Task: Only the run of lines from the one containing "as in (346,376)." through the last line should be returned, exactly as written.

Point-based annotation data
================================

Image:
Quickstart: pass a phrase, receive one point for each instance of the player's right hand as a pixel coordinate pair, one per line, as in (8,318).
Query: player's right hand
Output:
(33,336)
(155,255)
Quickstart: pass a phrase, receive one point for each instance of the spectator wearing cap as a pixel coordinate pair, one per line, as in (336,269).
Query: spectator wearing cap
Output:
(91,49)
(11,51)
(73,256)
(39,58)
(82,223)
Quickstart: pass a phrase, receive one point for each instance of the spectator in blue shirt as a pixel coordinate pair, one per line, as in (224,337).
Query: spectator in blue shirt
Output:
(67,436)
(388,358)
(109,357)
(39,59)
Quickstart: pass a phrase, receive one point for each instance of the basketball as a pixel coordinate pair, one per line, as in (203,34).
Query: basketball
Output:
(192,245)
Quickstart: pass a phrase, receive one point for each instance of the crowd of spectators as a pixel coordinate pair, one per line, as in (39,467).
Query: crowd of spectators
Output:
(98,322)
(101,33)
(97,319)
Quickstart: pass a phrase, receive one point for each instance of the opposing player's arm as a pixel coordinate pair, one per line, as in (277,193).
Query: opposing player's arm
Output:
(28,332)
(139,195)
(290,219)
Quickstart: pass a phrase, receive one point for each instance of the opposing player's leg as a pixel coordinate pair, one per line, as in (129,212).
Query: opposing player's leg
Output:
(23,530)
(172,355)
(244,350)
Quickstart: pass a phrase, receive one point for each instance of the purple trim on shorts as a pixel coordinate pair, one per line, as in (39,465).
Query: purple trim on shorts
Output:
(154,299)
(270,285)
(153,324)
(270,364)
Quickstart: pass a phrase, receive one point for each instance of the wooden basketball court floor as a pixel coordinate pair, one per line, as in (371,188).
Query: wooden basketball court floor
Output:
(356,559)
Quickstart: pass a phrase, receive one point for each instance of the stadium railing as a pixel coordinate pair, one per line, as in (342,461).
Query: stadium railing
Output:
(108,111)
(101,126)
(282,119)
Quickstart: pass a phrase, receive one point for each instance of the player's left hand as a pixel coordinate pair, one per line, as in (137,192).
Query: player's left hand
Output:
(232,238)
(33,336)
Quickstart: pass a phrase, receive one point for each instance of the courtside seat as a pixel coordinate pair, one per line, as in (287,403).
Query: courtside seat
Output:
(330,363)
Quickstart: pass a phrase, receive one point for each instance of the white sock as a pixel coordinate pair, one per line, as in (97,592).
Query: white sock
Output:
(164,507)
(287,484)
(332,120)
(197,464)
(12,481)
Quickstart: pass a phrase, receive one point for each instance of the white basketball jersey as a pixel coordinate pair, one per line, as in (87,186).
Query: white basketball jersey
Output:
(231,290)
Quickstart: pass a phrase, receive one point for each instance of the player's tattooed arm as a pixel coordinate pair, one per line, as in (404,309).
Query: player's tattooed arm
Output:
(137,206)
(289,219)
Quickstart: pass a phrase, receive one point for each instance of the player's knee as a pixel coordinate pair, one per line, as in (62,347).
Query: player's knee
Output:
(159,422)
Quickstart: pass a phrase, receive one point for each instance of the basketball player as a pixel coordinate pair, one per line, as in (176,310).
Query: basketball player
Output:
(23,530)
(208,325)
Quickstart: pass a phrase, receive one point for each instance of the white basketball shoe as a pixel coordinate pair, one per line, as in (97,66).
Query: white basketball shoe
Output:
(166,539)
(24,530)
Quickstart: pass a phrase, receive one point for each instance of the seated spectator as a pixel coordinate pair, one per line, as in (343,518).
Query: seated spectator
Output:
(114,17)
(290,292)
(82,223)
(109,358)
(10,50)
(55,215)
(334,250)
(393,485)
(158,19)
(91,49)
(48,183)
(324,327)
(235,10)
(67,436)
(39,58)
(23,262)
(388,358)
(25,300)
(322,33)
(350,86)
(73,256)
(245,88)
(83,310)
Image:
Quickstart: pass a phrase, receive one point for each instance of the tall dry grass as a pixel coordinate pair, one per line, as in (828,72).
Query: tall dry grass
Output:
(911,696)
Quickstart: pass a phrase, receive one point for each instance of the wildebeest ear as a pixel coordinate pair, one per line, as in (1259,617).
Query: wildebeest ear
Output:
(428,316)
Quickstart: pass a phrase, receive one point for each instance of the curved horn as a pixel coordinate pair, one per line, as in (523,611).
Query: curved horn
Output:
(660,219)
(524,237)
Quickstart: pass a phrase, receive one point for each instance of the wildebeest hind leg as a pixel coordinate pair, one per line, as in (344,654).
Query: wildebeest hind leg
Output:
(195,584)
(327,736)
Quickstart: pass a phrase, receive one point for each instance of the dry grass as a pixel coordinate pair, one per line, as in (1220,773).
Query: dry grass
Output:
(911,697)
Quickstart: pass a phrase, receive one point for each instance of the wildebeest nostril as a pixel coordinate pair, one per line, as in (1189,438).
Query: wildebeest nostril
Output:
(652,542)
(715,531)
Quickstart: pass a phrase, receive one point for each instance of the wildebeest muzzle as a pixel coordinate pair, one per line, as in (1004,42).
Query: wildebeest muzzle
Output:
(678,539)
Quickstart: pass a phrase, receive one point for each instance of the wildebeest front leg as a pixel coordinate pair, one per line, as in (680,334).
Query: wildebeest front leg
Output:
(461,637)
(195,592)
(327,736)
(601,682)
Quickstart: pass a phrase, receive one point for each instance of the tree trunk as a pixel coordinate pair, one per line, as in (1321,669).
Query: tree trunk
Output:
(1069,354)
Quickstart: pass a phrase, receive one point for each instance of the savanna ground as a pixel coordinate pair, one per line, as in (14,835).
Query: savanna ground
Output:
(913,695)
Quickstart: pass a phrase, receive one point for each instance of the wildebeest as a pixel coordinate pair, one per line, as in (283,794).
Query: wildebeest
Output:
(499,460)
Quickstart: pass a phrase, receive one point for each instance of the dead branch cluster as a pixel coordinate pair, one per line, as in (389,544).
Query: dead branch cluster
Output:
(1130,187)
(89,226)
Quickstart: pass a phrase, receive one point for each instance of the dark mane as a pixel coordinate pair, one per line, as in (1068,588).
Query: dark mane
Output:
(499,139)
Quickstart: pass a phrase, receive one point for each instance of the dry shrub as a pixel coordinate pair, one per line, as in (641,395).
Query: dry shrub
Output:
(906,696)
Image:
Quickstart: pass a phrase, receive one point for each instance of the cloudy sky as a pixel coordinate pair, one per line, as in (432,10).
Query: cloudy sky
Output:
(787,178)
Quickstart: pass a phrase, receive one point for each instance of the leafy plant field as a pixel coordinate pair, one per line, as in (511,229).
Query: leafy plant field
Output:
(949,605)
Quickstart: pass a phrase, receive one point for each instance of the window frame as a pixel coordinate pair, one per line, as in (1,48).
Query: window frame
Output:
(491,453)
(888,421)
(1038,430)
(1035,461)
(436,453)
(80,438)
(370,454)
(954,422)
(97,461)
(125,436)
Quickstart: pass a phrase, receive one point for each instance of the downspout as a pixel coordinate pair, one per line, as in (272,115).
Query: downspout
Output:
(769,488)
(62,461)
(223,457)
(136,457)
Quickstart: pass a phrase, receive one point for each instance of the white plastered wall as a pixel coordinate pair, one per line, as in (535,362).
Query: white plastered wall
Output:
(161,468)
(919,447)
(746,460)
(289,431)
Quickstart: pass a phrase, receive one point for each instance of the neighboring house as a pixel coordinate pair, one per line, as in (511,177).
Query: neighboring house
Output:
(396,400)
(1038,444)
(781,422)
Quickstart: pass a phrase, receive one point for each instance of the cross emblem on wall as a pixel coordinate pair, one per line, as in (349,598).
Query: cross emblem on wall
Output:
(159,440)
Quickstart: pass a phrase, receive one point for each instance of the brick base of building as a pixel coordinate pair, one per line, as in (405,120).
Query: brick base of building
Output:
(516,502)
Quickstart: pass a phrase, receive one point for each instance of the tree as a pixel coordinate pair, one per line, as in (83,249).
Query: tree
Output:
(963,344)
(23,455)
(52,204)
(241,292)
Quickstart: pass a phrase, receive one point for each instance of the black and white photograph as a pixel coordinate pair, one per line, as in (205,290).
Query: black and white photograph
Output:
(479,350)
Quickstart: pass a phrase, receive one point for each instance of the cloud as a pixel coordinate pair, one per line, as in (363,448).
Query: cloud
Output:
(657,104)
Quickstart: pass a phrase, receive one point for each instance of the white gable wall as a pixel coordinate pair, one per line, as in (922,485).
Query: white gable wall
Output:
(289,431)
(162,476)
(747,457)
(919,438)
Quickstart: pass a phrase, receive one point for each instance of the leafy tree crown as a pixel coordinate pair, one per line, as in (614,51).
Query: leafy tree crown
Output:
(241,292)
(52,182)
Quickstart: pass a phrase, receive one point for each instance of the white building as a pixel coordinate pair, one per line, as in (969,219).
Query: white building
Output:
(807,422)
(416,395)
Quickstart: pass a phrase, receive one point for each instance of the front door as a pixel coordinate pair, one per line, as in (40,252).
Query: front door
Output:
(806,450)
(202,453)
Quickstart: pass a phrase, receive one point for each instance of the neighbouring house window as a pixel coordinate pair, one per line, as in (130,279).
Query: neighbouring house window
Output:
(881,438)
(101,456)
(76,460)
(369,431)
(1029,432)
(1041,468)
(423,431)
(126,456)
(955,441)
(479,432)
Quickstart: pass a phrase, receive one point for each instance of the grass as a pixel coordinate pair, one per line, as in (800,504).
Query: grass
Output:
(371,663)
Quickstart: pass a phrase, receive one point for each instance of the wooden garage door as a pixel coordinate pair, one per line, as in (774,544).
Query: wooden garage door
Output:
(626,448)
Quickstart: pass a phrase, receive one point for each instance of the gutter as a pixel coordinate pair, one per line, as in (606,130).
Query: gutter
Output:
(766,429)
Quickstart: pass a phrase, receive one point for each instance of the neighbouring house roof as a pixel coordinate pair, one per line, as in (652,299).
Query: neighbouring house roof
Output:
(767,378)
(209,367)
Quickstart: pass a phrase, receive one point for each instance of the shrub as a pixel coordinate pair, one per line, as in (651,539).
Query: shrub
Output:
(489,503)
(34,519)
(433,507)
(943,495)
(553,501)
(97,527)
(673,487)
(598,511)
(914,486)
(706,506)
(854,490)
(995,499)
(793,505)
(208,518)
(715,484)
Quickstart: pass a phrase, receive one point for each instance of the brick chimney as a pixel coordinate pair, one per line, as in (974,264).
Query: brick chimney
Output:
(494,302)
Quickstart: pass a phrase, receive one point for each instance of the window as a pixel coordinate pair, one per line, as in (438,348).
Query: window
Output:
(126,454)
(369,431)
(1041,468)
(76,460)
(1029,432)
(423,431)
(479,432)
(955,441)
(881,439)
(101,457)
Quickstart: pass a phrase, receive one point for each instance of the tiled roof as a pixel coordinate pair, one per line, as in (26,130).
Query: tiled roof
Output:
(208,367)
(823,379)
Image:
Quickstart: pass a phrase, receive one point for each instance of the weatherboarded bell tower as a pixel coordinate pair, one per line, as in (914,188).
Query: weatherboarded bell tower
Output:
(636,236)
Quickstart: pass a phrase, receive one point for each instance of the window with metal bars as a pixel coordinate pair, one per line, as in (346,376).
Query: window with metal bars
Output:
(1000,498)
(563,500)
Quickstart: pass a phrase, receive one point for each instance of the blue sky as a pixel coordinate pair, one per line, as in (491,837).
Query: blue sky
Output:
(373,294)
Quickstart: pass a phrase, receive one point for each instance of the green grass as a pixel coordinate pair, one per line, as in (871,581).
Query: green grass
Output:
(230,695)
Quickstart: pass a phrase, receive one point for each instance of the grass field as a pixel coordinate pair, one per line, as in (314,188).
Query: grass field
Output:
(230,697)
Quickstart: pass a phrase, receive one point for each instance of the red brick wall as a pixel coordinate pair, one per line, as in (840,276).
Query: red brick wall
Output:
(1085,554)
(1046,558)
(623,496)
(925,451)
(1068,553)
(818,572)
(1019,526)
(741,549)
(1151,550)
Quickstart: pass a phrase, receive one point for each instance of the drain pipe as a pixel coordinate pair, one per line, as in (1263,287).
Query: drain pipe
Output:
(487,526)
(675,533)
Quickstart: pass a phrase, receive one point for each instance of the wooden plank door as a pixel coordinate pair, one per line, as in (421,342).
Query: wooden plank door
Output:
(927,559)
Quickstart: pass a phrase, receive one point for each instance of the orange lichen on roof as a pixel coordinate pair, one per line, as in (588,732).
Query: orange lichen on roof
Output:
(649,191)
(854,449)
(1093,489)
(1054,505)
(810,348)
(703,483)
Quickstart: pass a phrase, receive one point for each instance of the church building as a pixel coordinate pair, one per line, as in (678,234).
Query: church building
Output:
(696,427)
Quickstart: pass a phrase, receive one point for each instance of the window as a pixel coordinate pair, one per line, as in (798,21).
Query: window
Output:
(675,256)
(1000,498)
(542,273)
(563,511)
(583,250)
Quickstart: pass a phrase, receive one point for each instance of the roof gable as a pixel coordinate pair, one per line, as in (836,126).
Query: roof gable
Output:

================================

Output:
Quickstart: pass a phrase, receive one point for each instance of the window with metal bars as a pixel coordinate pair, one per line, as in (346,376).
Query: window with metal bars
Output:
(1000,498)
(563,500)
Quickstart: pass a phrase, receive one point for each instance of the blue sky as a pixel coordinate pair, one per line, as in (491,837).
Query: blue sky
Output:
(373,294)
Quickstart: pass a phrase, receive one point for each instance of the green grass as a pixel coordinate pair, one per line, as in (871,581).
Query: green grass
Output:
(230,695)
Quickstart: pass a phrase, receive one point for each instance of the grass field as a pixel coordinate pair, one per line, as in (314,188).
Query: grass field
Output:
(230,697)
Quickstart: pass a phrase, receive one point for each instance of the red brick wall as a pixel coordinate pair, one per line, as in (840,276).
Query: red brick wall
Output:
(1085,554)
(1046,558)
(623,496)
(925,451)
(1068,553)
(818,572)
(1019,526)
(741,549)
(1151,550)
Quickstart: pass a phrase, receive one point for each instance of the drain pipe as a pixel coordinate pair, one per line, as in (1263,287).
Query: drain pipe
Output:
(487,526)
(675,533)
Quickstart: pass a phrase, receive one point for each instance of the wooden plank door as a pixel coordinate pair, one per line, as in (421,342).
Query: wooden plank door
Output:
(927,559)
Quickstart: pass a phrase, receive one point for each instance of the orange lichen on roof as a pixel coordinate pair, one per line, as in (588,732).
Query: orange lichen on roof
Output:
(649,191)
(854,449)
(1093,489)
(1054,505)
(810,348)
(703,483)
Quickstart: pass a phrase, receive one point for each instance of the church building as a pixel coordinate pair, one per line, as in (678,234).
Query: church building
Output:
(696,427)
Quickstart: pass a phrase, receive one point for each instance of the window as a pixel coordinate pair, one per line, as in (798,21).
Query: window
Output:
(675,256)
(1000,498)
(542,273)
(563,511)
(583,250)
Quickstart: pass a phrase, receive one point for each instance of the roof gable as a pixel coordinate pair, one per line, as in (836,126).
Query: roof gable
Output:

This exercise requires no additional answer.